#### Provided text

Composer Michael Markowski (b. 1986) claims that he is “fully qualified to watch movies and cartoons” on the basis of his bachelors degree in film from Arizona State University.  Despite this humility regarding his musical training, he is gaining attention as a composer of unique and sophisticated works for wind band and other media.  His works are being performed across the United States, leading to an ever-growing list of commissions for new works.

Turkey in the Straw came out of Markowski’s early association with Manhattan Beach Music after winning the first Frank Ticheli Composition Contest.  Publisher Bob Margolis introduces the piece in the score:

When we asked Frank Ticheli Composition Contest Winner Michael Markowski to create a concert band arrangement of the fiddle tune, Turkey in the Straw, we were figurin’ to get a ‘merican-soundin’ creation.  Square dance, anyone? No way.

Instead it was “Fire up the Markowski Phantasmagoricon!” and hold on tight.

Markowski has created, in effect, Turkeys Gone Loco — music for a wild cartoon, a crazy surrealist extravaganza, an eclectic, filmic frolic.  In a work overflowing with ideas, yet tightly wound and carefully crafted, Markowski has composed a Turkey in the Straw of today’s Zeitgeist.

Markowski himself follows that with a good, substantial program note:

We all know the melody, even if not by name.  But for me, Turkey in the Straw is nostalgic, beckoning back to a childhood where grandma and grandpa would sit me in front of their TV with a bowl of orange Jell-O (in a small room papered wall-to-wall with decorative clowns), to watch old-time cartoons on VHS.  From its early days in vaudeville to its silver-screen premiere in Disney’s cartoon, Steamboat Willie (1928), the tune has become a staple of Americana (and my favorite — cartoons).

[Saved data entries]

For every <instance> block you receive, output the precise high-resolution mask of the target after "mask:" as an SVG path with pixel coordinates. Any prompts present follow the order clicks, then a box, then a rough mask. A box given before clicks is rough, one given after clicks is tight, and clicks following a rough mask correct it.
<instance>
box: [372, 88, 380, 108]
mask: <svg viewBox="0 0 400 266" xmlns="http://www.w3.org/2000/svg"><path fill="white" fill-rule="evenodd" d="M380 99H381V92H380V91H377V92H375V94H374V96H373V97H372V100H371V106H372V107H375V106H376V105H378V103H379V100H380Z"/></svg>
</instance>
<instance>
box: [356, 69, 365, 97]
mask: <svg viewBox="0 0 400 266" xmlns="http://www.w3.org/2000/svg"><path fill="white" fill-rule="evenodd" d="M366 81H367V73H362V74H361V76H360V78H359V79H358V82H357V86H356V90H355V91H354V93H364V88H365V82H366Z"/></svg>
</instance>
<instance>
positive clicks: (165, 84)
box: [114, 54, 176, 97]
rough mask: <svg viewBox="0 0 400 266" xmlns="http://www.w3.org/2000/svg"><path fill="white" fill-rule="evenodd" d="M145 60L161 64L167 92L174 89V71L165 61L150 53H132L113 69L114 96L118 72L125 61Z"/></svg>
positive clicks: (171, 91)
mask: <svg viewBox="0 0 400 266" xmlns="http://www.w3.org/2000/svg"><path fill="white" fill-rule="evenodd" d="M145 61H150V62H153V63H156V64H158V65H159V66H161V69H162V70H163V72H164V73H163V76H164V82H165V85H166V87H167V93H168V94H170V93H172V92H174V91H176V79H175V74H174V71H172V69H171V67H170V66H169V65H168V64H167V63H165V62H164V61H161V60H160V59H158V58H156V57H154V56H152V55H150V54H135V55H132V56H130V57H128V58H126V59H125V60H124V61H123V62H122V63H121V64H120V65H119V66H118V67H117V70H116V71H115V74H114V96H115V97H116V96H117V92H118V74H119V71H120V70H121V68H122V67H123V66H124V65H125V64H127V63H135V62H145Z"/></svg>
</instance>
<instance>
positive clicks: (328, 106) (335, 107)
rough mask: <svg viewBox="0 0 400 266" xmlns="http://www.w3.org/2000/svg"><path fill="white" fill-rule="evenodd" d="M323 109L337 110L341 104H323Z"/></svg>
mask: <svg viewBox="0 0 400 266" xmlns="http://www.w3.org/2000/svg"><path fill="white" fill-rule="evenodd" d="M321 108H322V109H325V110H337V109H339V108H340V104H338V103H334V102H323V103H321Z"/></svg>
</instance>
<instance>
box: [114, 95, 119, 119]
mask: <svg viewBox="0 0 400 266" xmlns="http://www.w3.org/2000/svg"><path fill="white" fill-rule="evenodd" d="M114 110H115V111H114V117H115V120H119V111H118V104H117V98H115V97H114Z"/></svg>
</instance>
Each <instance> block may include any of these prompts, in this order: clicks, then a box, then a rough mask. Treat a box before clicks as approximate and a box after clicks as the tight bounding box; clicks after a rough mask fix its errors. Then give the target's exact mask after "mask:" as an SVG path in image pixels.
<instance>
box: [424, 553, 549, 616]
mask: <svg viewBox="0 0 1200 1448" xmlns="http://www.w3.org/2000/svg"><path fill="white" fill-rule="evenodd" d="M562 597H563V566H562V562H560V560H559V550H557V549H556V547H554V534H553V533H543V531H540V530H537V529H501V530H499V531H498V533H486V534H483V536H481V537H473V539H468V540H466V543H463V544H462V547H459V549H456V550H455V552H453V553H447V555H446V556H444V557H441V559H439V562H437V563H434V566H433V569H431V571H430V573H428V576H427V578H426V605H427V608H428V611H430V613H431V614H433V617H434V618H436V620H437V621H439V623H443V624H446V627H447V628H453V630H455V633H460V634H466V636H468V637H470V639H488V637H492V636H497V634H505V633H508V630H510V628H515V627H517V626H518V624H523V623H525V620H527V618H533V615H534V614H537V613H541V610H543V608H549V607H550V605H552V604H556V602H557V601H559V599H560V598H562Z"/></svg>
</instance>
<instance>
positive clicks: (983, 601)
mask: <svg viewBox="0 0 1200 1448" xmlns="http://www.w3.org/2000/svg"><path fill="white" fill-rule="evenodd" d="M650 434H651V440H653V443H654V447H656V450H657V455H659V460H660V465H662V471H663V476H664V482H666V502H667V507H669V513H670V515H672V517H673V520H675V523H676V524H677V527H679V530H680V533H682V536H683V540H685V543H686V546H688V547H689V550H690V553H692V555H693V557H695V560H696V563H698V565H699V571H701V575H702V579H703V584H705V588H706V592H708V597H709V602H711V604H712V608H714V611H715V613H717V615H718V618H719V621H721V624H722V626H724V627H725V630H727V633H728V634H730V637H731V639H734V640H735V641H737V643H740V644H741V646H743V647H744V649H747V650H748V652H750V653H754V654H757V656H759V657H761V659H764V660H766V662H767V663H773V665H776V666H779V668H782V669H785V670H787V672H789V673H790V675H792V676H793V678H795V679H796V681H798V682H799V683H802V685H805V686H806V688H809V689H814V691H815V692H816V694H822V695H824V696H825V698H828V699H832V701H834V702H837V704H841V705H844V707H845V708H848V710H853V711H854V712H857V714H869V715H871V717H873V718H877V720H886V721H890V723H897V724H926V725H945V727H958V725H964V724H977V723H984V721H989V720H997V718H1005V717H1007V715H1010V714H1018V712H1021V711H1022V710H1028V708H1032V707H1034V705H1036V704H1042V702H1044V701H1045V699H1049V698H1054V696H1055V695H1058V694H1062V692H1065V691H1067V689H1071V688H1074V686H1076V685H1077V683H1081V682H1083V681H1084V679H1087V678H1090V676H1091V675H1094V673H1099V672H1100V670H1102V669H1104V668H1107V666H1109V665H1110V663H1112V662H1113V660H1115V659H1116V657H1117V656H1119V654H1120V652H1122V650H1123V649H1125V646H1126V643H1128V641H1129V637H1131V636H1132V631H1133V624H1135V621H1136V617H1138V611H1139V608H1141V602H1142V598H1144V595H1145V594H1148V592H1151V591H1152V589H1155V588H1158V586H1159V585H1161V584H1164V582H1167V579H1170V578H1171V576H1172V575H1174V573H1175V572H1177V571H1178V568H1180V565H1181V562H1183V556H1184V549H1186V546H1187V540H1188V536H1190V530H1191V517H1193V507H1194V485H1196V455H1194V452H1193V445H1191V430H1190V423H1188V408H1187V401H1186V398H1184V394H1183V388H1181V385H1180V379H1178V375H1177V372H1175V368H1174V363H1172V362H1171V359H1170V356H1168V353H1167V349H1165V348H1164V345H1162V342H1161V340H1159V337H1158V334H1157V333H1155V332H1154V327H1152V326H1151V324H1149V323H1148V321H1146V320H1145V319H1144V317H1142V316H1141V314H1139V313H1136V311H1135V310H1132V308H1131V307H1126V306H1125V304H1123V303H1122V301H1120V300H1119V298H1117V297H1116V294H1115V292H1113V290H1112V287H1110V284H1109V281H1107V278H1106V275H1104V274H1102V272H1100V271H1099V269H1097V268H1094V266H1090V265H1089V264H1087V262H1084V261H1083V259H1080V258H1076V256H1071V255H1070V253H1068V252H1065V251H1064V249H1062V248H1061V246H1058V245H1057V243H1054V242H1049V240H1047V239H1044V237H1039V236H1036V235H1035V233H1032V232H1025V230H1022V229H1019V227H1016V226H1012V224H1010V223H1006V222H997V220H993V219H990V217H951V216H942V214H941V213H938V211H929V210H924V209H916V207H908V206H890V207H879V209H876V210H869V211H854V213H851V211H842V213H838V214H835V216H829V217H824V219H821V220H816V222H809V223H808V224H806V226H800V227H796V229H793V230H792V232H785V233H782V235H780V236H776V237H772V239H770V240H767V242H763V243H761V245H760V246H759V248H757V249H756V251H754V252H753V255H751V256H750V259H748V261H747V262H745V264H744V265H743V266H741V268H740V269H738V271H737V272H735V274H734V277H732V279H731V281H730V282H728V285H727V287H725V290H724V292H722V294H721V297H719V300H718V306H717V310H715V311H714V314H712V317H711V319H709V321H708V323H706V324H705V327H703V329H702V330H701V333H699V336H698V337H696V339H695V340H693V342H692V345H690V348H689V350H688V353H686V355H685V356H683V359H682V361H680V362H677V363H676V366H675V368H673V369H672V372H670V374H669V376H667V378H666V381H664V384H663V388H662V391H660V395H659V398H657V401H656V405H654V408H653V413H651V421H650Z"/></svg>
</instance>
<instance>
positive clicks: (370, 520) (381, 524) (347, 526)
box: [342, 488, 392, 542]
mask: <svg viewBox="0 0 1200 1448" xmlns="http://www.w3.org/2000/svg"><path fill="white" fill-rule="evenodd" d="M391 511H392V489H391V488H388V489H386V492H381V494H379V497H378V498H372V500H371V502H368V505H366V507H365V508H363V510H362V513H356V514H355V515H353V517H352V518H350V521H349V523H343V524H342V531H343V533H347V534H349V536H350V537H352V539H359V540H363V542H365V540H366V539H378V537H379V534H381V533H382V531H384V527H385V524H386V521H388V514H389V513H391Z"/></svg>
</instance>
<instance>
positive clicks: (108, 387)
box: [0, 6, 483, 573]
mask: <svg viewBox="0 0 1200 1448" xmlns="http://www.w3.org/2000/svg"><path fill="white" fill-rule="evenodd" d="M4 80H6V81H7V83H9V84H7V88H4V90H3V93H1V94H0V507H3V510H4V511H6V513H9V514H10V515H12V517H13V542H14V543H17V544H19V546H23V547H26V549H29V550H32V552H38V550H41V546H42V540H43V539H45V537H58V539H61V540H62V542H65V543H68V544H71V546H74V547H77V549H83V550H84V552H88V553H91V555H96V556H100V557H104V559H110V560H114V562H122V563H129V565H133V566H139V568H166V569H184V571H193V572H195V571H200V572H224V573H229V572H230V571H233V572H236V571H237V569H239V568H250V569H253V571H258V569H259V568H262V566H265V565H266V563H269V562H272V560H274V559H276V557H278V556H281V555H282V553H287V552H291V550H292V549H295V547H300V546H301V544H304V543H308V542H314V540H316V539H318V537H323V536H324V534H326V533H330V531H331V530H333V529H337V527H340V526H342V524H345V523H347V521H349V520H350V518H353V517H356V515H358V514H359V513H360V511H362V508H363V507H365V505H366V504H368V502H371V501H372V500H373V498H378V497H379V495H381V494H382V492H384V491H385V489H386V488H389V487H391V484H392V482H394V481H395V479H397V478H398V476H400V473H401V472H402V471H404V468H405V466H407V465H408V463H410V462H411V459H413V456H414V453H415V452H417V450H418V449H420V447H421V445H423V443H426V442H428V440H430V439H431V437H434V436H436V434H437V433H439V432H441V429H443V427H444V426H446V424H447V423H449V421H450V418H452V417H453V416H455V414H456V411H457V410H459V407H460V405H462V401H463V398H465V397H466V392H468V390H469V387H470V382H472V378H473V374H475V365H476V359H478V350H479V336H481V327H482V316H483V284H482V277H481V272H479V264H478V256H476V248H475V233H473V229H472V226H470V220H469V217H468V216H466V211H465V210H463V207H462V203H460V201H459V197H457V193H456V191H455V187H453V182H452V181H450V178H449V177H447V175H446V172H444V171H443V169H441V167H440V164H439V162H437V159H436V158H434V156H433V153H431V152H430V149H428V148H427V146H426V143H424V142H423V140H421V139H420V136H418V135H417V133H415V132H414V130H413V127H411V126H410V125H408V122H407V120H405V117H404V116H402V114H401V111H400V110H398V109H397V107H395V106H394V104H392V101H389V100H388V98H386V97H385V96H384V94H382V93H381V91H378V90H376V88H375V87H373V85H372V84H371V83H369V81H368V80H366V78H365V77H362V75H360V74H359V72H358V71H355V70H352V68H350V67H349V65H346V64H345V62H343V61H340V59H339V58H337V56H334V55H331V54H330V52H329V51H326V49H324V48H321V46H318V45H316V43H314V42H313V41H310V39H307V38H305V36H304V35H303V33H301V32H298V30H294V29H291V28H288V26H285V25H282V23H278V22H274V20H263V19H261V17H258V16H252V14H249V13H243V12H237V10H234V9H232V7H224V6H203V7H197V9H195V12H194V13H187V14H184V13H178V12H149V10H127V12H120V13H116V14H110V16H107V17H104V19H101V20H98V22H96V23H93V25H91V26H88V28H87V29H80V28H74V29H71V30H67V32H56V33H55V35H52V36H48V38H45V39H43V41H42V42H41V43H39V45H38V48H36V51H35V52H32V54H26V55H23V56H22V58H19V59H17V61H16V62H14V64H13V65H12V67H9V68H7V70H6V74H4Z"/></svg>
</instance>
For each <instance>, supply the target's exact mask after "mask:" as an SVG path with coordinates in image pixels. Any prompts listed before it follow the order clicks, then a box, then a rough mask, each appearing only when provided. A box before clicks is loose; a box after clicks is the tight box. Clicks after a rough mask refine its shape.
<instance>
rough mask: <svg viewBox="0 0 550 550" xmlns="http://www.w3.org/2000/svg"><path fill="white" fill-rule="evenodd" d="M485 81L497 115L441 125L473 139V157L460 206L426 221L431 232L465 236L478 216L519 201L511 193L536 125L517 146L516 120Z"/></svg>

#### Tasks and exercises
1. Can you output the section of the passage on Markowski's Turkey in the Straw starting with "Markowski has created, in" and going on through "Straw of today’s Zeitgeist.", copied word for word?
2. Which rows contain the string "coordinates"? Gather each such row and copy it in full.

#### Results for the exercise
1.
Markowski has created, in effect, Turkeys Gone Loco — music for a wild cartoon, a crazy surrealist extravaganza, an eclectic, filmic frolic.  In a work overflowing with ideas, yet tightly wound and carefully crafted, Markowski has composed a Turkey in the Straw of today’s Zeitgeist.

2.
For every <instance> block you receive, output the precise high-resolution mask of the target after "mask:" as an SVG path with pixel coordinates. Any prompts present follow the order clicks, then a box, then a rough mask. A box given before clicks is rough, one given after clicks is tight, and clicks following a rough mask correct it.
For each <instance>, supply the target's exact mask after "mask:" as an SVG path with coordinates in image pixels. Any prompts listed before it follow the order clicks, then a box, then a rough mask, each appearing only when provided. A box before clicks is loose; a box after clicks is the tight box. Clicks after a rough mask refine its shape.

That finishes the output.